◆ **Texto de estudio**:
┌──
Sin embargo, aquellos que no estamos entre los más cercanos, podemos no ser capaces de llegar tan fácilmente a ese nivel de intimidad, y la pregunta del millón es qué podríamos hacer para acercarnos y comunicarnos mejor con alguien que padece un cáncer, una infección complicada y resistente al tratamiento o una enfermedad degenerativa o neurológica con mal pronóstico, por mencionar solo lo más común.
Afinar las palabras desde el grado de cercanía
“Creo que la invitación es a trabajar en ser más conscientes: pensar en qué hago o qué espero hacer al tener delante el dolor de otro”, me explica Gabriela Sarmiento. “Cuando uno no ha reflexionado sobre estas cosas o no tiene mucha experiencia, es posible que no sepa qué decir, solo siente impotencia. Por eso hay que tomarse el tiempo de pensar qué siento y hago yo ante el dolor de otro. Todo depende de la persona con la que voy a hablar, y lo más importante es que sea genuino, pero teniendo claro que, si la persona se desborda, también tenemos que tener idea de qué vamos a hacer entonces. Hay que darle espacio al que atraviesa una enfermedad para expresarse, y así uno saber mejor qué puede decir sin ser intrusivo o pasar por indiferente, así como cuidarse del vicio del refuerzo positivo: cómo no sé qué decir entonces te digo que qué valiente o que le metas ganas”.
└──
◆ **Preguntas**:
1. Reescribe el fragmento del texto sobre la comunicación con enfermos graves que empieza con las palabras "Sin embargo, aquellos" y termina con "lo más común.", cambiando "cáncer" por "tumor maligno".
2. Prosigue el texto sobre cómo comunicarse con alguien gravemente enfermo desde el punto en que se detiene.
Para responder no se necesitan las líneas.

◆ **Líneas disponibles**:
┌──
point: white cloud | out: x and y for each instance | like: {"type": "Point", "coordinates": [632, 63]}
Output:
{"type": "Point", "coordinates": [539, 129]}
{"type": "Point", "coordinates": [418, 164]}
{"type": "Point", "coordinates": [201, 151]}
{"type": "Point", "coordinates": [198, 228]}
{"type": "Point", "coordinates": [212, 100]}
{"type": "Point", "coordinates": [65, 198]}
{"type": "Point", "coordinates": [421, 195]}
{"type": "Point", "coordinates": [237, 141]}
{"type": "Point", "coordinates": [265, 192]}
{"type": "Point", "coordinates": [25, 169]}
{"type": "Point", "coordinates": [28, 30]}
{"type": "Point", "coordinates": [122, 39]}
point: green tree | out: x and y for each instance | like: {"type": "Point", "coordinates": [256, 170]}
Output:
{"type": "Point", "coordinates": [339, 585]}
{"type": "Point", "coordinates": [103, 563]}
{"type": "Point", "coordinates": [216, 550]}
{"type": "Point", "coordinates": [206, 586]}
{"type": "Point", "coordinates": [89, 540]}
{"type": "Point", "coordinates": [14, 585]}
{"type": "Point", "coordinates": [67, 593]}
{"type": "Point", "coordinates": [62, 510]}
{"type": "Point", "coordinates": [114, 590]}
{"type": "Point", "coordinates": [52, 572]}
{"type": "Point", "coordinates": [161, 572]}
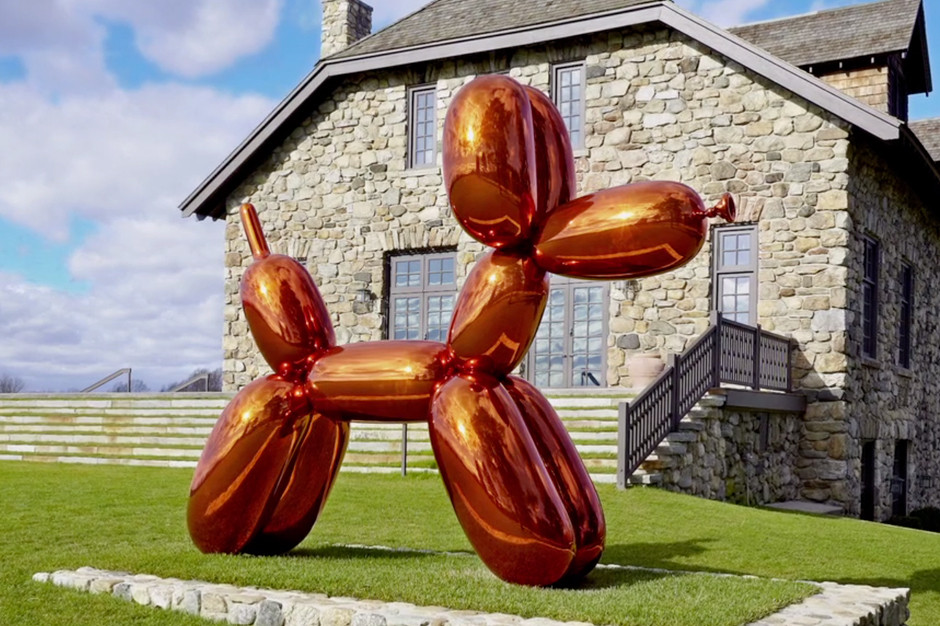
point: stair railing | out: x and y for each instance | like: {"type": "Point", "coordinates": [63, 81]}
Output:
{"type": "Point", "coordinates": [109, 378]}
{"type": "Point", "coordinates": [727, 352]}
{"type": "Point", "coordinates": [204, 378]}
└──
◆ **Respuestas por punto**:
1.
Sin embargo, aquellos que no estamos entre los más cercanos, podemos no ser capaces de llegar tan fácilmente a ese nivel de intimidad, y la pregunta del millón es qué podríamos hacer para acercarnos y comunicarnos mejor con alguien que padece un tumor maligno, una infección complicada y resistente al tratamiento o una enfermedad degenerativa o neurológica con mal pronóstico, por mencionar solo lo más común.

2.
Mientras termino de escuchar a Gabriela, pienso que, en pocas palabras, ser consciente de las propias estrategias para lidiar con el dolor, el miedo y la enfermedad nos permite mejorar nuestra forma de hablar con los demás: nos ayuda a reconocer que no todos pensamos ni sentimos igual, pero que podemos respetar, sentir y comprender a los otros. Cada enfermedad es un proceso, pero también lo es digerir y asumir las posibilidades que abre, las que cierra, los riesgos que trae, los miedos que despierta, los valores que exalta, los deseos que subraya y los que extingue.
Curiosamente, puede que la dificultad para hablarnos cuando un diagnóstico preocupante entorpece nuestra forma de comunicarnos y estar cerca sea tan solo una muestra de lo poco que nos conocemos a nosotros mismos y a los demás, un efecto secundario de solo pensar en calificar con adjetivos y bombardear con consejos, porque no sabemos cómo lidiar con la impotencia.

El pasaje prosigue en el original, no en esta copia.